• **List of tasks**:
A: Name the groups that the education speech says found the Government's academy plans entirely unacceptable.
B: From the education speech, extract the passage from "I now turn to" to "or outstanding schools." word for word.

Education should not be about shackling a generation with yet more debt but about unleashing their talents to build a brighter future. That is why Labour Members understand that while there is a cost to higher education, we cannot allow market forces to let rip through our world-leading universities. If these changes went ahead, it is likely that by the end of this Parliament fees will have risen to £10,000 a year and poorer students could face bills of up to £55,000 just to study for a normal three-year degree. That is unacceptable. Labour will oppose the lifting of the cap and continue to argue for a fairer settlement for students.

I now turn to the Government’s education for all Bill. We all know that this was not the education Bill the Prime Minister wished to include in the Queen’s Speech. Just weeks ago, he assured us that it would contain measures to force every school to become an academy against their wishes. Since then, we have witnessed a humiliating climb-down as the Government finally woke up to the fact that their plans were entirely unacceptable to parents, teachers, and the wider public. My hon. Friend the Member for Manchester Central (Lucy Powell) has done a fantastic job in her Front-Bench position in pointing that out to the Government. Labour Members welcome this U-turn, and we will continue to challenge the Government on their fixation with the forced academisation of good or outstanding schools.

• **Data lines**:

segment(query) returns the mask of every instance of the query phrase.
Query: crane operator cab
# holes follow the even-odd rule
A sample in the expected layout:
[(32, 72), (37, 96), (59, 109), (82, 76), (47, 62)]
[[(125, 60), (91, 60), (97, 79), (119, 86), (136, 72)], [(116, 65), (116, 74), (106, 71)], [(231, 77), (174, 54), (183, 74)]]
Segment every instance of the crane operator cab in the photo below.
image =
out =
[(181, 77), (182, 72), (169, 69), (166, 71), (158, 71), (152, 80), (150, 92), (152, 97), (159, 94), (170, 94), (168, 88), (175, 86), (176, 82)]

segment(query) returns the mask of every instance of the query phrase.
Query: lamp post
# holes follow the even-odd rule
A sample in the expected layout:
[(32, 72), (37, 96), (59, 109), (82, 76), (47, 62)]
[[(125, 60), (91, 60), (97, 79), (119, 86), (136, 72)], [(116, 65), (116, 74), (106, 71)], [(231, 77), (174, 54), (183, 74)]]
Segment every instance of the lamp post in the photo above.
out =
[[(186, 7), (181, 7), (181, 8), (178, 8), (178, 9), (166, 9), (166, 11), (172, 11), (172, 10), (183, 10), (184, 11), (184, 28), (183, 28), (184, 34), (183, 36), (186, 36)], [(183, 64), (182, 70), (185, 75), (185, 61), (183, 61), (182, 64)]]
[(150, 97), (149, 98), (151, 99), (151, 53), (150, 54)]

• **Task-by-task answers**:
A: parents, teachers, the wider public

B:
I now turn to the Government’s education for all Bill. We all know that this was not the education Bill the Prime Minister wished to include in the Queen’s Speech. Just weeks ago, he assured us that it would contain measures to force every school to become an academy against their wishes. Since then, we have witnessed a humiliating climb-down as the Government finally woke up to the fact that their plans were entirely unacceptable to parents, teachers, and the wider public. My hon. Friend the Member for Manchester Central (Lucy Powell) has done a fantastic job in her Front-Bench position in pointing that out to the Government. Labour Members welcome this U-turn, and we will continue to challenge the Government on their fixation with the forced academisation of good or outstanding schools.